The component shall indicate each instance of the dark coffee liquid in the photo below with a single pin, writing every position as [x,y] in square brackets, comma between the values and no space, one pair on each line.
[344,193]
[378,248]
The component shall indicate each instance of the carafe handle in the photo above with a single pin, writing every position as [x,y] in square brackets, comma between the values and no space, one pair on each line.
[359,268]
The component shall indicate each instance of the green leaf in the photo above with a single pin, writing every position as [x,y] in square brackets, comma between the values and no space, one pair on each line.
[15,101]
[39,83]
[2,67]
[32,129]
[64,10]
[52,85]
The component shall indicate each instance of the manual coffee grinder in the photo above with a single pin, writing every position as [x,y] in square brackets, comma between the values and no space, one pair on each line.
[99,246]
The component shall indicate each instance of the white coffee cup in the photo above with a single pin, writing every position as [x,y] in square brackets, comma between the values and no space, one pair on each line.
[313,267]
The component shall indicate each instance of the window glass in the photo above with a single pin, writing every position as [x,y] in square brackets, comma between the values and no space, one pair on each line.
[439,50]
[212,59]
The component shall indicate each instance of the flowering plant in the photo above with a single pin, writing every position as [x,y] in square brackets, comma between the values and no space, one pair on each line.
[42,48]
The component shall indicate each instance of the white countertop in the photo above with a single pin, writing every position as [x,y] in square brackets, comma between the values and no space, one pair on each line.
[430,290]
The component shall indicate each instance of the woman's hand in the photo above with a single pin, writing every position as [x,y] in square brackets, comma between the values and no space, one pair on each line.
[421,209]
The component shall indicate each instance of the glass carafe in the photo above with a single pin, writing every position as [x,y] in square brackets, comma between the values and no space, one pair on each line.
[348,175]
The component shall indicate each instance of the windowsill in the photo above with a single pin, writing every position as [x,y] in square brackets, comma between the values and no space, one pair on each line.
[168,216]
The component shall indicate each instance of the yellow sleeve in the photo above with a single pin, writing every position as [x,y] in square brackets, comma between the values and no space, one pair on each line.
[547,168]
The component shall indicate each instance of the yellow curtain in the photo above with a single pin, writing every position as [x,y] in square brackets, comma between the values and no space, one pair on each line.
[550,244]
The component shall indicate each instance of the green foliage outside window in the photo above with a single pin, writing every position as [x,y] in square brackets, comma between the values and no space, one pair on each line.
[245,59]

□ □ □ □ □ □ □

> _Task brief_: Rewrite all the entries above, substituting "single marker" for every occurrence of "single pin" and leaving all other text unchanged.

> _Output for this task_:
The component shall indicate each instance of the dark coffee liquid in the photo below with a single marker, writing every position as [x,y] in square brackets, comma between the values and no space, one pair on each line.
[344,193]
[378,248]
The component shall indicate each instance of the carafe handle in the photo above with a single marker, writing every position as [x,y] in square brackets, comma between the values and no space, one pair on each line.
[359,268]
The component shall indicate each instance of the green leaf in the photo above with a single marker, writing every position as [x,y] in square brackets, comma between the values and no space, one pair on each line.
[15,101]
[39,83]
[2,67]
[32,129]
[64,10]
[52,85]
The component shall indicate each instance of the manual coffee grinder in the photo above with a single marker, writing every position as [x,y] in square brackets, comma between the values and no space, one pair on each line.
[99,246]
The component shall indicate each instance of the white coffee cup in the photo above with a single marker, writing every position as [x,y] in square brackets, comma between the values and no space, one pair on each line.
[313,267]
The component shall indicate each instance of the window glass in the photo above with a single marker, writing every position as [x,y] in square brackets, comma between the values and no space, one pair on each line.
[439,50]
[212,59]
The component shall indicate each instance of the flowering plant in the photo above with a single marker, writing every position as [x,y] in square brackets, comma between the values and no space, one pair on each line.
[42,48]
The component shall indicate each instance of the white countertop in the photo above with a single marker, writing every position as [x,y] in square brackets, comma between the values and no space, one pair on each line.
[430,290]
The component shall indicate each instance of the woman's hand in the photo above with a single marker, writing every position as [x,y] in square brackets, comma between the values and no space, one pair on each line.
[421,209]
The component shall indicate each instance of the glass carafe in the photo above with a single marker, writing every position as [x,y] in square brackets, comma between the values and no space, one pair on each line.
[348,175]
The component shall indicate each instance of the windowsill in the photo above with a single marker, writing every position as [x,y] in square brackets, comma between the values and no space, one pair on each line.
[168,216]
The component shall indicate each instance of the yellow sleeve in the photo above with a single marker, writing every position as [x,y] in square brackets, comma between the values and no space, one pair on each line.
[547,168]
The component shall indicate each instance of the yellow curtain in the photo above with a single marker, writing every position as [x,y] in square brackets, comma between the values and no space, one pair on each line.
[550,244]
The component shall indicate each instance of the green foliage outside window in the photo above with a single marker, writing every position as [x,y] in square brackets, comma between the values and no space, one pair on each line.
[245,59]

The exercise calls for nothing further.